* Texto fornecido *
※ ※ ※

O diretor também mencionou que dirigir o espetáculo, mesmo diante de tantas experiências, foi um grande desafio para sua carreira artística. Ele frisa que a peça tem bastante emoção e humor, retratando de fato a vida de uma pessoa cega, sendo interpretada por um ator cego, com todos os companheiros de cena cegos.
Leonardo Cabral/ Diário Corumbaense Alexandre é diretor do espetáculo e disse que peça surgiu para homenagear o tio que é cego
Primeira vez em cena
No enredo da peça, Lucas, de 25 anos, que trabalha no setor financeiro e acabou de se casar, está saindo do trabalho e se sente incomodado pela claridade da luz do dia que embaça sua visão. Ao sair pela porta do prédio, Lucas caminha pela rua, compreendendo que não consegue ver por onde passa.
Seguindo o enredo da história, Lucas se consulta com vários médicos e então, é comunicado da perda permanente da visão. O público, então, acompanha os processos de reabilitação e tudo de novo que a perda da visão traz para a vida de Lucas.
Para interpretar, Lucas, o ator principal, Jefferson Messias da Silva, de 28 anos, tem a história de vida bem parecida. Ao Diário Corumbaense, ele revelou que perdeu a visão quando tinha 15 anos, quase completando 16.
“Enfrentei a readaptação, assim como o Lucas, o personagem enfrenta. Vivi isso na vida real quando perdi a visão. Sou baixa visão e esse personagem, ainda mais por ser o primeiro de tantos outros que espero interpretar, é um grande presente. Estou muito realizado e feliz por estar interpretando o Lucas. Me identifico e muito com ele. A emoção é o principal para passar para o público. É algo novo, mas que estou muito satisfeito em fazer”, declarou Jefferson, que é estudante de assistente social.
Já a atriz, Monique Lopes, de 23 anos, que nasceu cega, encara o desafio do primeiro trabalho com muita emoção e alegria. Ela é estudante de psicologia e define o momento como uma realização ao estar em cena.

※ ※ ※

* Conjunto de dados *
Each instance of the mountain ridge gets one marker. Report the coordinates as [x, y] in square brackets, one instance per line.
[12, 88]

※ ※ ※

* Exercícios *
a - Segundo o texto sobre a peça, com quantos anos o ator Jefferson Messias da Silva perdeu a visão?
b - Retome o texto sobre a peça e continue-o a partir da última frase.
O material acima não tem relação com o texto sobre a peça.

* Respostas *
a - Aos 15 anos, quase completando 16.

b -
“É meu primeiro trabalho. Sempre quis fazer teatro, sempre foi um sonho, primeiro para melhorar minha fala em público e depois trabalhar a interpretação. Vi que ia ter uma oficina no Instituo dos Cegos, em Campo Grande, e fiquei interessada. Fiz o teste e agora estou aqui. Incrível, é muito trabalhoso, mas é gostoso, principalmente quando a gente vê a reação do público que é o principal, pois o interessante é que eles ficam vendados e têm experiência sensorial, eles trabalham outros sentidos durante a peça. Por alguns minutos conseguem ter um pouco de noção o que nós passamos”, destacou Monique.
Sensação incrível
Ao ter os olhos vendados e passar pelo túnel com os obstáculos, a espectadora, Solange de Melo, que mora na parte alta da cidade, contou que o sentimento foi de medo.
“Não enxerguei nada, passei pelo túnel, senti algo escorregadio no chão, pensei que iria cair. Me deu medo mesmo, pois não enxergava nada. Eu soube que a peça seria apresentada aqui, então, resolvi vir assistir e não estou arrependida, até porque, isso, de perder a visão pode acontecer com qualquer um de nós e a qualquer momento, por uma fatalidade ou doença. É muito interessante, ainda mais pela inclusão, por isso vale o nosso apoio. Todos estão de parabéns. É sensacional mesmo”, afirmou Solange.
Já o jovem Pedro Montecino que passava pelo local, ficou curioso e ao saber o que teria dentro da tenda, resolveu acompanhar. “Olha, é uma experiência muito boa. Apesar de ser uma peça teatral, pode acontecer com qualquer um. Fiquei surpreso em saber que todos os atores são cegos, com toda certeza, pude sentir um pouco do que eles enfrentam”, disse o jovem se referindo ao ter os olhos vendados.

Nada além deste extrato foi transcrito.